TASK TO CARRY OUT:
Return the following data verbatim, beginning with its first line and continuing through the line that contains "(1026, 182)".
— Start RECORDS TO PROCESS —
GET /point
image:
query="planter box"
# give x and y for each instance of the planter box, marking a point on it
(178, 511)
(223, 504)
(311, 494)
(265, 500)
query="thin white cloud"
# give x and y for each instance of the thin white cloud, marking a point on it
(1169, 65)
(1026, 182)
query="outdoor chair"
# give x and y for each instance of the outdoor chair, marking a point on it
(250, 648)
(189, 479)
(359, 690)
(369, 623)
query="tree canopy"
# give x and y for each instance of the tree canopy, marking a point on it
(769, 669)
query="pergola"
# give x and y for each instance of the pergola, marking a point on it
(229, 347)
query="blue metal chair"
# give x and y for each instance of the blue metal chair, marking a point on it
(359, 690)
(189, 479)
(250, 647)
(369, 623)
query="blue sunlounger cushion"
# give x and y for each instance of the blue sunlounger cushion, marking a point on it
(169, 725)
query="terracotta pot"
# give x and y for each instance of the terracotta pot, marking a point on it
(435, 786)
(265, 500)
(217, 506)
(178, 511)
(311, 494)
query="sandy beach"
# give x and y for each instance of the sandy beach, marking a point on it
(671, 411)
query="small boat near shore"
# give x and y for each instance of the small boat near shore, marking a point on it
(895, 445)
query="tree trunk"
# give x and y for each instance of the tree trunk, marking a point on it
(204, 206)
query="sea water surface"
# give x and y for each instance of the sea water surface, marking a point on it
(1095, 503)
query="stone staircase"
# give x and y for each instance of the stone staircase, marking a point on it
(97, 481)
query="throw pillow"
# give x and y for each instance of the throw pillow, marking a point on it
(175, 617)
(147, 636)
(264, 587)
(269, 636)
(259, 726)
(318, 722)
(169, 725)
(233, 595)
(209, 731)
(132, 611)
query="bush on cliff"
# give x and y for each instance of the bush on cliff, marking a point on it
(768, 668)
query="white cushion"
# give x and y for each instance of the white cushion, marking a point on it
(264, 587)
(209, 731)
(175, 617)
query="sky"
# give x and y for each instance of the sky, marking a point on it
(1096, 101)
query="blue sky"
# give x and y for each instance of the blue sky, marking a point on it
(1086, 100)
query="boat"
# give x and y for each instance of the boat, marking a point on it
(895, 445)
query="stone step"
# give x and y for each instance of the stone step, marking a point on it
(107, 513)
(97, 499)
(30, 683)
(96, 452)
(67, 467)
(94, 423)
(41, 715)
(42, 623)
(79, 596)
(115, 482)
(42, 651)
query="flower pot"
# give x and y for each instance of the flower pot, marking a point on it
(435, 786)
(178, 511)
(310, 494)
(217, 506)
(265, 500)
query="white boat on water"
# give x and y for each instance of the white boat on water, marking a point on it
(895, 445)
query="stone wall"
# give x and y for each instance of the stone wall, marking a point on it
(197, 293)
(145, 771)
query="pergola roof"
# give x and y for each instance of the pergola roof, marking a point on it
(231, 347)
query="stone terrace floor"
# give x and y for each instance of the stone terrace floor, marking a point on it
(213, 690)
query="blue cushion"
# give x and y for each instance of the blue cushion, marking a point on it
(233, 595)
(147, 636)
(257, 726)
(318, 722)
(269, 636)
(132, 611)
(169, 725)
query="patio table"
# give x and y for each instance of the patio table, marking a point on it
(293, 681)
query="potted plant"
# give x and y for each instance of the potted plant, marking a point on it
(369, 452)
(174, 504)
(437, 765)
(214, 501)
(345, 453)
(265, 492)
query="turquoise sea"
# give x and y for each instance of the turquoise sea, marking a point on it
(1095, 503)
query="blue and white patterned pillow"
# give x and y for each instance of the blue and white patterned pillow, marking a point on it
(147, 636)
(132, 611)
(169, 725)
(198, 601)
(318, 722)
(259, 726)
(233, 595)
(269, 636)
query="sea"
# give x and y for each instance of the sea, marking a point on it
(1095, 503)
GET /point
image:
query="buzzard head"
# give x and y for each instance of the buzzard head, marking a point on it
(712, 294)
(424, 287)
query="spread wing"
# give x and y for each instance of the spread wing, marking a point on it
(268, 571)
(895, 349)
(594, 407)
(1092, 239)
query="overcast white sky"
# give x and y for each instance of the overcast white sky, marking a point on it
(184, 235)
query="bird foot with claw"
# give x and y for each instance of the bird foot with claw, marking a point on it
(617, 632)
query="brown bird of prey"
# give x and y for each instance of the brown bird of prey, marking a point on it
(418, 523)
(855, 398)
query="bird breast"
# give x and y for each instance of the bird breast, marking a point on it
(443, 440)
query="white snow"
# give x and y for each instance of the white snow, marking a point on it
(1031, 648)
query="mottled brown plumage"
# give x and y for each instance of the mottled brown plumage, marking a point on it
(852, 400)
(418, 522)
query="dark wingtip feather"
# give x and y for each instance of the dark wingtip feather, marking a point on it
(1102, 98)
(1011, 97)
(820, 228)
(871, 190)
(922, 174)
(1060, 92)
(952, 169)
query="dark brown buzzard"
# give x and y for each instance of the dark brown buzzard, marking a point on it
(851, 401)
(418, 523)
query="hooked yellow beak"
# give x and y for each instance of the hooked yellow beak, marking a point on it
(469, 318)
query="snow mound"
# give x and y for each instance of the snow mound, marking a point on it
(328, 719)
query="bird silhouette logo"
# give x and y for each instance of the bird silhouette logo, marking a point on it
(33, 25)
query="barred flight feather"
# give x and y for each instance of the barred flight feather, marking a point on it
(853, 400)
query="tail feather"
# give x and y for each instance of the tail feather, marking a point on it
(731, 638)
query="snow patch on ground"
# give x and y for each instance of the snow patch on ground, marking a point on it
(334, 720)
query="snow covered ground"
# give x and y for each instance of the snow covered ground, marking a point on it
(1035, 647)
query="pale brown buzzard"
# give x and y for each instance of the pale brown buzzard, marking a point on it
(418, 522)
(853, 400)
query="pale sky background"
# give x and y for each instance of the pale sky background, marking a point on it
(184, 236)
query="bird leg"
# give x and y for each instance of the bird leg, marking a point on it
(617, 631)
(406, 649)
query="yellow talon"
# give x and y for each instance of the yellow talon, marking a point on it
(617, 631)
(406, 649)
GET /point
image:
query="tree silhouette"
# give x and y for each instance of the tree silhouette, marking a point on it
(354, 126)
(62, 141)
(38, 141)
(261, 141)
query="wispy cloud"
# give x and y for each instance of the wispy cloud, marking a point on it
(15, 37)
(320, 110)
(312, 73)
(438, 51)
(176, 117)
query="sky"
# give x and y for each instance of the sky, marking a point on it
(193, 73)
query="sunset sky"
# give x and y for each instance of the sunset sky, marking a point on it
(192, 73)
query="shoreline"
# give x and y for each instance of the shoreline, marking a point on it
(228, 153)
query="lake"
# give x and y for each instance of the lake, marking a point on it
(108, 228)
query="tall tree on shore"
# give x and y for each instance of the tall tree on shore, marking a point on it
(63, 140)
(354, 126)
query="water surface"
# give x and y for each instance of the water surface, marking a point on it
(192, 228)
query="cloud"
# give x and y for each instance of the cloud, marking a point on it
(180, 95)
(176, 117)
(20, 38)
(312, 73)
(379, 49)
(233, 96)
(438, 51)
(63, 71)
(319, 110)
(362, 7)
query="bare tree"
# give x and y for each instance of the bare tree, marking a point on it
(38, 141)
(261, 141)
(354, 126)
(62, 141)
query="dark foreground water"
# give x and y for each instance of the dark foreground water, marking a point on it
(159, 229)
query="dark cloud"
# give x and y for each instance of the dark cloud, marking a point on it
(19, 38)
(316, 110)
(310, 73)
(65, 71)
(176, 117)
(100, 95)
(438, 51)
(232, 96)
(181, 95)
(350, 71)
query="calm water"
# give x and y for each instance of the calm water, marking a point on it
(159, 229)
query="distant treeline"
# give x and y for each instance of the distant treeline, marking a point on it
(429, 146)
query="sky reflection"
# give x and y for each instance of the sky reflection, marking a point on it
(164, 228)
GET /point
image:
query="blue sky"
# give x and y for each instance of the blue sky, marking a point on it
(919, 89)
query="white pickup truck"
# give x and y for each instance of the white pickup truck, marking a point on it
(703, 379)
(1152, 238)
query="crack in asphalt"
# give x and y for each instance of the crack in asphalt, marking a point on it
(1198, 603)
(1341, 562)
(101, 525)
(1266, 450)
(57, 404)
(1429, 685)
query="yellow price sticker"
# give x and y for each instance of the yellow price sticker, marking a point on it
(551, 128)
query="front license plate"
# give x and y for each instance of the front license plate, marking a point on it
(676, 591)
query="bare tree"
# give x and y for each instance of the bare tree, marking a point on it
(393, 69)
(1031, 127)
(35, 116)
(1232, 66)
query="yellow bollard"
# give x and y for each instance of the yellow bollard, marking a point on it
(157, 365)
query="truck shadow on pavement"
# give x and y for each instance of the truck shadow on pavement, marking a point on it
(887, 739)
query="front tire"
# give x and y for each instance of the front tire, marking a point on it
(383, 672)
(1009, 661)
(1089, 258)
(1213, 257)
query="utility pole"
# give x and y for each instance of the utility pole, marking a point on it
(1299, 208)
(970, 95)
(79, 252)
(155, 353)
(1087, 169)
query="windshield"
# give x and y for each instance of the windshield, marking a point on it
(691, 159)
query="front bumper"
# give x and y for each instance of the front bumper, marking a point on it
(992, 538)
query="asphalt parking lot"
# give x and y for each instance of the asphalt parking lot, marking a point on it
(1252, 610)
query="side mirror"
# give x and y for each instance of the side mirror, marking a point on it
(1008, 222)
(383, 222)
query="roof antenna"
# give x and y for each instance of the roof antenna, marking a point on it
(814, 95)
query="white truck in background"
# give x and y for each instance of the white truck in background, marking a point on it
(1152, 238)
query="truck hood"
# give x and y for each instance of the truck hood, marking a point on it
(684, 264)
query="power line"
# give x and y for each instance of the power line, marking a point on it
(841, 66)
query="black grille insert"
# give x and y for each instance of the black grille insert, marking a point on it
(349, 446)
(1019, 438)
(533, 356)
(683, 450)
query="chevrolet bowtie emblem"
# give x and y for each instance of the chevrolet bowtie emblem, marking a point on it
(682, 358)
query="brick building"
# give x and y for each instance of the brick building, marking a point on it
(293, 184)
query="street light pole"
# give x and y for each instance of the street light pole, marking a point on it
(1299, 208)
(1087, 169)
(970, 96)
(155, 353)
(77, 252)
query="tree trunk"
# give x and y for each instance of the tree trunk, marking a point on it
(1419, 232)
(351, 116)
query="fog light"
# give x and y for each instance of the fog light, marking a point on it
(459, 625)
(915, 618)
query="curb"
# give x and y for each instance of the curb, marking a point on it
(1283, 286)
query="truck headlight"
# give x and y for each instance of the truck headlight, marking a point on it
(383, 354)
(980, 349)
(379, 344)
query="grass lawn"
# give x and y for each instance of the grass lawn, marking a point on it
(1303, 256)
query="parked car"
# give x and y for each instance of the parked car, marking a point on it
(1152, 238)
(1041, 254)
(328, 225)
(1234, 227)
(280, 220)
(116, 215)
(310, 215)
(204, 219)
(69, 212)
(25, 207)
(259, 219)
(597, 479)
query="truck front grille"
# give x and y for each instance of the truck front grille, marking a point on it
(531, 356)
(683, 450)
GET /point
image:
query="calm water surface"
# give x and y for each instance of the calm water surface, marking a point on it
— End RECORDS TO PROCESS —
RESPONSE TO THIS TASK:
GET /point
image:
query="planter box"
# give x and y for each instance of the planter box, marking a point on it
(178, 511)
(223, 504)
(311, 494)
(265, 500)
query="thin white cloud"
# give x and y for each instance of the thin white cloud, marking a point on it
(1169, 65)
(1026, 182)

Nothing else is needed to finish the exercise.